Data excerpts:
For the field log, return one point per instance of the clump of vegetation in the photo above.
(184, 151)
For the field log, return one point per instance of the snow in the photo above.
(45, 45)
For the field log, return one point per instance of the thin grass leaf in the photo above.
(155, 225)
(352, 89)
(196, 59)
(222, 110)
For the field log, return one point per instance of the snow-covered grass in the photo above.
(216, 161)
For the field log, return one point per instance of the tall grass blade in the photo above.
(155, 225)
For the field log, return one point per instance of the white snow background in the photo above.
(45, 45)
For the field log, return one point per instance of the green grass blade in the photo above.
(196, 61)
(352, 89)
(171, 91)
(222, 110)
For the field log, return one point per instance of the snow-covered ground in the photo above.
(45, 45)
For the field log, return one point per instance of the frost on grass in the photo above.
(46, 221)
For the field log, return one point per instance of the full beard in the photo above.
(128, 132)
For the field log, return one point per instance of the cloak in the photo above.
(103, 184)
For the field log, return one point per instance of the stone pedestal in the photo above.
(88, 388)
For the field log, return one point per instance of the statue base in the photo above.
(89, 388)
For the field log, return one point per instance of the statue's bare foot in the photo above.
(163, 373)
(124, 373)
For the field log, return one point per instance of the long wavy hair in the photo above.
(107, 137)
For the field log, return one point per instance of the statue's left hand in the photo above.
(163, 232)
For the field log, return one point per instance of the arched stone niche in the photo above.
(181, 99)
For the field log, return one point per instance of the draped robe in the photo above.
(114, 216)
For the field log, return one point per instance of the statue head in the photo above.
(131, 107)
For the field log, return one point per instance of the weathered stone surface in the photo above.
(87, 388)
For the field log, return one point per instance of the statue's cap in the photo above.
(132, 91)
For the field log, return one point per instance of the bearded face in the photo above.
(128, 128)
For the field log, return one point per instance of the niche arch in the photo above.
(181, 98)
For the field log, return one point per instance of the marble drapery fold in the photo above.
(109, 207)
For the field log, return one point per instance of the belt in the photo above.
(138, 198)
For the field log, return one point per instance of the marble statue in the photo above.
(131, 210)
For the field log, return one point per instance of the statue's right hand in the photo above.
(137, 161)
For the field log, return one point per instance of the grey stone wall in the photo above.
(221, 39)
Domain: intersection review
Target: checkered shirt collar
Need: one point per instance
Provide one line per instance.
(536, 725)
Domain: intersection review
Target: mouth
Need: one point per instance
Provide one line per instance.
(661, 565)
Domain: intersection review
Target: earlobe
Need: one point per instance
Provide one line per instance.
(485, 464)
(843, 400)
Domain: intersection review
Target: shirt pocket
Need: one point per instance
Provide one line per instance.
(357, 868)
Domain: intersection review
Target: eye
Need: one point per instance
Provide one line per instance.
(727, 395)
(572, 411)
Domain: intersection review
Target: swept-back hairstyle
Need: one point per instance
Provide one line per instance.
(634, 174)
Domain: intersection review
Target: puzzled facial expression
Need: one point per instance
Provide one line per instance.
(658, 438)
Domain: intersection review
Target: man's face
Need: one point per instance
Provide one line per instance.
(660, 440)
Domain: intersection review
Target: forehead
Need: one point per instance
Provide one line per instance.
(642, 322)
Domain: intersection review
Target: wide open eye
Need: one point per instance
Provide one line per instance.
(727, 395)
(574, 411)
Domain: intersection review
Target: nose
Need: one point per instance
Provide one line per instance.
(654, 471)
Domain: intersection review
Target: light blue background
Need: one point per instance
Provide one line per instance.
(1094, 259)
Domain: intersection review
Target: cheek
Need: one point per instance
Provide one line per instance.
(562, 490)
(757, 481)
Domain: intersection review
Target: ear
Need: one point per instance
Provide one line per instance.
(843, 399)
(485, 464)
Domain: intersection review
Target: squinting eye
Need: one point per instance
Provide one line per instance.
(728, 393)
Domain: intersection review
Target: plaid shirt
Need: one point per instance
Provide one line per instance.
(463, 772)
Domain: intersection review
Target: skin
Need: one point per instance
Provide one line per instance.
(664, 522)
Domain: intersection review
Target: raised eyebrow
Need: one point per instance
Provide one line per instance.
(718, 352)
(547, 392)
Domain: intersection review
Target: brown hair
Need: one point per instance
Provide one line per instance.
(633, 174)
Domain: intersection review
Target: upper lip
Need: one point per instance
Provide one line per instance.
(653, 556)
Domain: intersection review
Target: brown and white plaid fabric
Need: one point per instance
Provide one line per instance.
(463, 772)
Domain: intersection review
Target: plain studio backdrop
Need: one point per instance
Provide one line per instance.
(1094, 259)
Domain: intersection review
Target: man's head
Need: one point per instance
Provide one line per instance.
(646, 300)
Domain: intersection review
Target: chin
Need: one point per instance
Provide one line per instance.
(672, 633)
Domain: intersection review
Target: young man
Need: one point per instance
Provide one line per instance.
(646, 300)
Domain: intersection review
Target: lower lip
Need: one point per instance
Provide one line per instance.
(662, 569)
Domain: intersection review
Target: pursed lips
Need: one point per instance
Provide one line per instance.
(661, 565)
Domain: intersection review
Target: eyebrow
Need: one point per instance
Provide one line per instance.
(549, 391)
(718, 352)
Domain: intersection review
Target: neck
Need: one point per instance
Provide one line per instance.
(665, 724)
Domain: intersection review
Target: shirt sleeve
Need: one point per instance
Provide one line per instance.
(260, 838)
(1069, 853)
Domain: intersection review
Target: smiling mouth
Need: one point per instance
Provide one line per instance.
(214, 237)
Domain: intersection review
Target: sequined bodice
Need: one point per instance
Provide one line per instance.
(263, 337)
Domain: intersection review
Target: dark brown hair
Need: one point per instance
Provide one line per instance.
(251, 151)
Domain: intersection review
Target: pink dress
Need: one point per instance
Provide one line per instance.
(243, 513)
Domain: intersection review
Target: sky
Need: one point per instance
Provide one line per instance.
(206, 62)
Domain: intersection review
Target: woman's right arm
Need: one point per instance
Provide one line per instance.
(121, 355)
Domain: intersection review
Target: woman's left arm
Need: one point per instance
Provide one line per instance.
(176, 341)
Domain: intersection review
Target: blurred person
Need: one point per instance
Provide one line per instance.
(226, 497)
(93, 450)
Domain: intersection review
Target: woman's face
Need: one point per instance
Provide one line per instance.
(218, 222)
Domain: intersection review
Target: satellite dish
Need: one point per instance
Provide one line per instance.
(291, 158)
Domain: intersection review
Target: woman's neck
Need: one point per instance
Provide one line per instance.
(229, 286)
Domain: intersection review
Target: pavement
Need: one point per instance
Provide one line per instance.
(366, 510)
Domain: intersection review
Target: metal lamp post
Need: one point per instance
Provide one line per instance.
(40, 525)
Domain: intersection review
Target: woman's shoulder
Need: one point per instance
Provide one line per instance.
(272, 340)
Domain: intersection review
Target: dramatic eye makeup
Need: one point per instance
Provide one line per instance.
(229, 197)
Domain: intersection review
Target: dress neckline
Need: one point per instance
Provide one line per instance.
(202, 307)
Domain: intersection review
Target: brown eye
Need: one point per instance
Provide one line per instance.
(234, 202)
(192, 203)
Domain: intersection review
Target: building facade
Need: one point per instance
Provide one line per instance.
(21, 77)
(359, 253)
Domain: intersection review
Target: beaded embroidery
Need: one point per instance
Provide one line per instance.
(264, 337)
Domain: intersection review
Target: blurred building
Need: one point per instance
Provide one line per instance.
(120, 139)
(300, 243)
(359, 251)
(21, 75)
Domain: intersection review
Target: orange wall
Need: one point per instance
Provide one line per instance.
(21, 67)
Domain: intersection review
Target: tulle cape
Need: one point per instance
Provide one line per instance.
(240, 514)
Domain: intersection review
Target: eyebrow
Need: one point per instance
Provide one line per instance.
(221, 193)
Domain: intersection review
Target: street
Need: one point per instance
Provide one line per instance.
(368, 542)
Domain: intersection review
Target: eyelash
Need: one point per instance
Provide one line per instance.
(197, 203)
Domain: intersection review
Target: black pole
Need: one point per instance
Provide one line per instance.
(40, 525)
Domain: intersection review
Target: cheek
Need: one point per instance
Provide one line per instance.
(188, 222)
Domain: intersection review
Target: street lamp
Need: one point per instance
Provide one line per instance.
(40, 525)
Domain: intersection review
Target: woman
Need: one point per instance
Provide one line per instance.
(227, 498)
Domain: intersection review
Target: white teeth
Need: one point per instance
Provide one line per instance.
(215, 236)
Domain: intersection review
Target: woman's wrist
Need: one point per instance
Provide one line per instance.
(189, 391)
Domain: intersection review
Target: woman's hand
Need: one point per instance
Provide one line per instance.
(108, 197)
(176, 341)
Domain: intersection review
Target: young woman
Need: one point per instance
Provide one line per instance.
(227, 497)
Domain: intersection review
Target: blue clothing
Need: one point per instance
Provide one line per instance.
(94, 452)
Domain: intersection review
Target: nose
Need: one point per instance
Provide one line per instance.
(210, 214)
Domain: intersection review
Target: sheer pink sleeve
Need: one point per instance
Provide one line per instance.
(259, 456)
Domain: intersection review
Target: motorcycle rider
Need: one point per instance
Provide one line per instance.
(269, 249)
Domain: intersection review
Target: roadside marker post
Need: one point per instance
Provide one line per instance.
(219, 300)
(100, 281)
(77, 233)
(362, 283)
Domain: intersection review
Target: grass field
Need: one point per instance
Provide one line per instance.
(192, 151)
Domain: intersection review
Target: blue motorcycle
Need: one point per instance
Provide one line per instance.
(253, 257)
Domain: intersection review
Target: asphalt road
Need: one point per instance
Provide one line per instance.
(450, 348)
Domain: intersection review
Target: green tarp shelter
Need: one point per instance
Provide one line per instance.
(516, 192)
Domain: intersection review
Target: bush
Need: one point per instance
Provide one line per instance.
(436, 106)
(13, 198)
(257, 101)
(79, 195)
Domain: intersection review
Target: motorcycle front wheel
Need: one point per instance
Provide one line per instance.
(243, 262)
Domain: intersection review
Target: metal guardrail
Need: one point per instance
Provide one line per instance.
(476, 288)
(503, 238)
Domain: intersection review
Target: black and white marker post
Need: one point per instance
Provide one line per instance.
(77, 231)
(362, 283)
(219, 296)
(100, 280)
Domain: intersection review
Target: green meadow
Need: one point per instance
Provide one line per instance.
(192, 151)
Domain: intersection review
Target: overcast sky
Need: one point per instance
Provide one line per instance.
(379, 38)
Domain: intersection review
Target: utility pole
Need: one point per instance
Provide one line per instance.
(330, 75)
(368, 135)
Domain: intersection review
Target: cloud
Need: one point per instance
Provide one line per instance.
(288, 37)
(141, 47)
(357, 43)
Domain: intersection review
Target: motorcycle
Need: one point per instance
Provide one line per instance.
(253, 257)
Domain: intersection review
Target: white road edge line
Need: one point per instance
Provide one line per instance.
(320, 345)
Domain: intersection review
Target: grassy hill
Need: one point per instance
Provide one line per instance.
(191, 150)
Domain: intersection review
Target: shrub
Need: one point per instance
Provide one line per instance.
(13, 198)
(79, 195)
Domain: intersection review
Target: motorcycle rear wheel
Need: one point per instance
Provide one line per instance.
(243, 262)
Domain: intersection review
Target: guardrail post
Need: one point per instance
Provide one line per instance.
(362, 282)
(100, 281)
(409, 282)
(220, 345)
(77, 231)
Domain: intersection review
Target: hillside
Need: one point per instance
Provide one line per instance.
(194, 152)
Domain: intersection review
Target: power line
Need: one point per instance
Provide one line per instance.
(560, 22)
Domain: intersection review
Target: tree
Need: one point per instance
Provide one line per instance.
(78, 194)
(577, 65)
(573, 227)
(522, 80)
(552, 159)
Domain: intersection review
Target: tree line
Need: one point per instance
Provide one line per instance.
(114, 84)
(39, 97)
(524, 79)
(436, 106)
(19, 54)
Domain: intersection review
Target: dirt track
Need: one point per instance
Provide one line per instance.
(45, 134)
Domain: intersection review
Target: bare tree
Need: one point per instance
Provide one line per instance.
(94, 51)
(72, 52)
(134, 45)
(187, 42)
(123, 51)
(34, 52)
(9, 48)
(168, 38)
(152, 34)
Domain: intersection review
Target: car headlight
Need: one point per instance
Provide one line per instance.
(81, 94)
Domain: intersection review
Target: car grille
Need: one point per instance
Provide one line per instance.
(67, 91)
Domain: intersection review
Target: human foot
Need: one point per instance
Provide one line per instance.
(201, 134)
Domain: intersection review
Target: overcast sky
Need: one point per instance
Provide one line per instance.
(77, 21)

Short problem: Extract every line of the material above that contains the string "foot", matching case exactly.

Response:
For the field log, return one point per instance of the statue's bare foot in the photo above.
Target: human foot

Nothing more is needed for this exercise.